Put every line of the items below into a numbered list, skipping blank lines and omitting the pictures.

_____

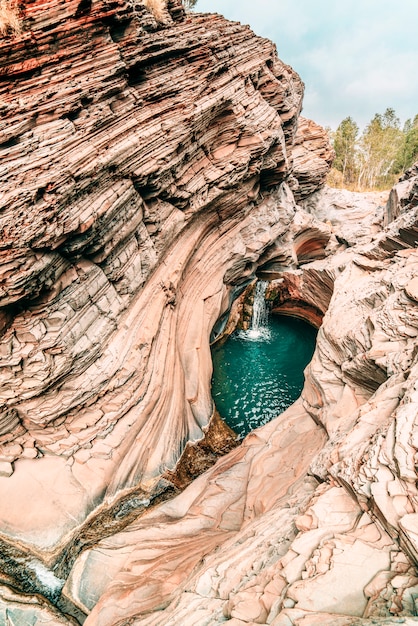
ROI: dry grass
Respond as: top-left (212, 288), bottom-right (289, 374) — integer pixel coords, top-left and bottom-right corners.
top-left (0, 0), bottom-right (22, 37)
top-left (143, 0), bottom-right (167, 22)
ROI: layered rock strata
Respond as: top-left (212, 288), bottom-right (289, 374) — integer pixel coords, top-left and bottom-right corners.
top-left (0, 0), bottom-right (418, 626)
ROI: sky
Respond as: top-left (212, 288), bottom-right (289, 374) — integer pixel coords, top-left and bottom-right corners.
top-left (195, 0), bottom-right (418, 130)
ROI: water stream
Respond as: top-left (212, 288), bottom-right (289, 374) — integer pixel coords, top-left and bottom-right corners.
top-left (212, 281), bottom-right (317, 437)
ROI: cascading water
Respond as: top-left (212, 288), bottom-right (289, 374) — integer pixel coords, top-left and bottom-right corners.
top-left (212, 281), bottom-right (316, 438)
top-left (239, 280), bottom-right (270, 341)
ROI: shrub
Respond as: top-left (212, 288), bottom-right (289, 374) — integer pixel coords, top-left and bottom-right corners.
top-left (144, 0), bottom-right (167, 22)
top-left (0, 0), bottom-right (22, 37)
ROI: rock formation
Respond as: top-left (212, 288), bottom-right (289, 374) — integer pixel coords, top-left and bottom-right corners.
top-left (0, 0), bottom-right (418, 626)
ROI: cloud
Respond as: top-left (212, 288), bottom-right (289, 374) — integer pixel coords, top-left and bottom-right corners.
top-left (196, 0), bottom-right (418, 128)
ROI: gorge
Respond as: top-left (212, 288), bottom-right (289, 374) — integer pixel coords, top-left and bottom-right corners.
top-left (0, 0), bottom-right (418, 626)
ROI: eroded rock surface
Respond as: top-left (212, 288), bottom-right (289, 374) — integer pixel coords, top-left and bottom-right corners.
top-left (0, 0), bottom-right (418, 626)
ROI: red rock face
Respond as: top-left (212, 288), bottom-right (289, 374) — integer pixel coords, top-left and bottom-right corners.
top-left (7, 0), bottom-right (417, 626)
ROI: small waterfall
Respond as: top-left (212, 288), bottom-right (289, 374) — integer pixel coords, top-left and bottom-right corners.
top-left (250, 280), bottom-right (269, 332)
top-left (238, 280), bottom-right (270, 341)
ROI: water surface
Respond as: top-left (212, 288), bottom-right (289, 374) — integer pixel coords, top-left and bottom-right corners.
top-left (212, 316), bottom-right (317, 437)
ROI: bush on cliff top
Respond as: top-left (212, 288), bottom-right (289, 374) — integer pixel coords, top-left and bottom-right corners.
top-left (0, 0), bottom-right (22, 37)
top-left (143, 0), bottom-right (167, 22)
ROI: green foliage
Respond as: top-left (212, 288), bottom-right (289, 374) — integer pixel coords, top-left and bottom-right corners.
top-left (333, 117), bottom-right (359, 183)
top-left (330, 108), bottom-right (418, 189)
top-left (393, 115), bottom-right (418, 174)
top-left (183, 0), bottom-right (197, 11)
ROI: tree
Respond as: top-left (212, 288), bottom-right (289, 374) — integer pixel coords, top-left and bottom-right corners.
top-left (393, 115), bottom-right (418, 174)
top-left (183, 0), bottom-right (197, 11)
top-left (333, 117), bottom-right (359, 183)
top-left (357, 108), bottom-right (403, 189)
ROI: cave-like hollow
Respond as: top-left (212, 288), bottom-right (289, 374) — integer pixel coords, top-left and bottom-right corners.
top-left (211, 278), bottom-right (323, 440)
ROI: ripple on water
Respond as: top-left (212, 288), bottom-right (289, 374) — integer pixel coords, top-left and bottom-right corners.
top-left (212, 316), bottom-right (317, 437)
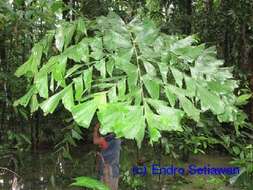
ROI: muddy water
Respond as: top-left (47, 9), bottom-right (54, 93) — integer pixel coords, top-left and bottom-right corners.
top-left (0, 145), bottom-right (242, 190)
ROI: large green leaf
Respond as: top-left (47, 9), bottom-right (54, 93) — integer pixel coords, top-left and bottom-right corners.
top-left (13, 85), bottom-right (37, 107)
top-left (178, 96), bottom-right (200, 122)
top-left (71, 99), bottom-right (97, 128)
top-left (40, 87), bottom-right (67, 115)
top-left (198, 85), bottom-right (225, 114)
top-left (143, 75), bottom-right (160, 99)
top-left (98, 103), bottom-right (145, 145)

_____

__PROBLEM SOLUTION__
1. ROI: dry grass
2. Respond as: top-left (212, 288), bottom-right (289, 374) — integer pixel coords, top-left and bottom-right corners.
3. top-left (0, 0), bottom-right (22, 37)
4. top-left (143, 0), bottom-right (167, 22)
5. ROI: layered rock strata
6. Respond as: top-left (212, 288), bottom-right (289, 374) — integer pixel coords, top-left and bottom-right corners.
7. top-left (0, 0), bottom-right (418, 626)
8. ROI: sky
9. Respond as: top-left (212, 288), bottom-right (289, 374) — integer pixel coords, top-left and bottom-right corners.
10. top-left (195, 0), bottom-right (418, 130)
11. ROI: water stream
12. Respond as: top-left (212, 288), bottom-right (289, 374) — integer pixel coords, top-left and bottom-right corners.
13. top-left (212, 281), bottom-right (317, 437)
14. ROI: cascading water
15. Respond as: top-left (212, 288), bottom-right (289, 374) — integer pixel coords, top-left and bottom-right corners.
16. top-left (212, 281), bottom-right (316, 438)
17. top-left (239, 280), bottom-right (270, 341)
18. ROI: shrub
19. Respond as: top-left (212, 288), bottom-right (289, 374) — integer pixel coords, top-left and bottom-right corners.
20. top-left (144, 0), bottom-right (167, 22)
21. top-left (0, 0), bottom-right (22, 37)
22. ROI: rock formation
23. Respond as: top-left (212, 288), bottom-right (289, 374) — integer pixel coords, top-left and bottom-right corners.
24. top-left (0, 0), bottom-right (418, 626)
25. ROI: cloud
26. Respond as: top-left (212, 288), bottom-right (289, 374) — integer pixel coords, top-left and bottom-right corners.
27. top-left (196, 0), bottom-right (418, 128)
28. ROI: gorge
29. Respond as: top-left (212, 288), bottom-right (289, 374) — integer pixel coords, top-left and bottom-right corners.
30. top-left (0, 0), bottom-right (418, 626)
31. ROI: eroded rock surface
32. Respond as: top-left (212, 288), bottom-right (289, 374) — integer pixel coords, top-left and bottom-right corners.
33. top-left (0, 0), bottom-right (418, 626)
34. ROI: red rock face
35. Respond as: top-left (212, 288), bottom-right (289, 374) — integer pixel coords, top-left and bottom-right corners.
36. top-left (7, 0), bottom-right (417, 626)
37. ROI: small waterfall
38. Respond as: top-left (212, 288), bottom-right (289, 374) — integer pixel coords, top-left and bottom-right corners.
39. top-left (250, 280), bottom-right (269, 332)
40. top-left (238, 280), bottom-right (270, 341)
41. ROI: water surface
42. Respond as: top-left (212, 288), bottom-right (289, 374) — integer pixel coords, top-left and bottom-right corners.
43. top-left (212, 316), bottom-right (317, 437)
44. ROI: bush on cliff top
45. Respond as: top-left (212, 288), bottom-right (289, 374) — integer pixel coords, top-left and bottom-right corners.
46. top-left (0, 0), bottom-right (22, 37)
47. top-left (143, 0), bottom-right (167, 22)
48. ROI: green foliage
49. Respond as: top-left (212, 288), bottom-right (289, 374) — integer pixel coords, top-left and bottom-right corners.
50. top-left (333, 117), bottom-right (359, 183)
51. top-left (330, 108), bottom-right (418, 189)
52. top-left (393, 115), bottom-right (418, 174)
53. top-left (183, 0), bottom-right (197, 11)
54. ROI: tree
55. Respond as: top-left (212, 288), bottom-right (289, 374) — integer pixel coords, top-left and bottom-right corners.
56. top-left (393, 115), bottom-right (418, 174)
57. top-left (183, 0), bottom-right (197, 11)
58. top-left (333, 117), bottom-right (359, 183)
59. top-left (357, 108), bottom-right (403, 189)
60. ROI: cave-like hollow
61. Respond as: top-left (212, 288), bottom-right (289, 374) — integer pixel coords, top-left and bottom-right corners.
62. top-left (211, 278), bottom-right (323, 440)
63. ROI: ripple on water
64. Respond as: top-left (212, 288), bottom-right (289, 374) — integer pixel coords, top-left and bottom-right corners.
65. top-left (212, 316), bottom-right (317, 437)
66. ROI: muddy water
67. Respond as: top-left (47, 9), bottom-right (54, 93) — integer pixel coords, top-left and bottom-right corners.
68. top-left (0, 145), bottom-right (242, 190)
69. ROI: large green leaf
70. Respond as: top-left (47, 9), bottom-right (54, 93) — integer pixel coords, top-left and bottom-right corners.
71. top-left (13, 85), bottom-right (37, 107)
72. top-left (178, 96), bottom-right (200, 122)
73. top-left (71, 99), bottom-right (97, 128)
74. top-left (40, 87), bottom-right (67, 115)
75. top-left (198, 85), bottom-right (225, 114)
76. top-left (143, 75), bottom-right (160, 99)
77. top-left (98, 103), bottom-right (145, 145)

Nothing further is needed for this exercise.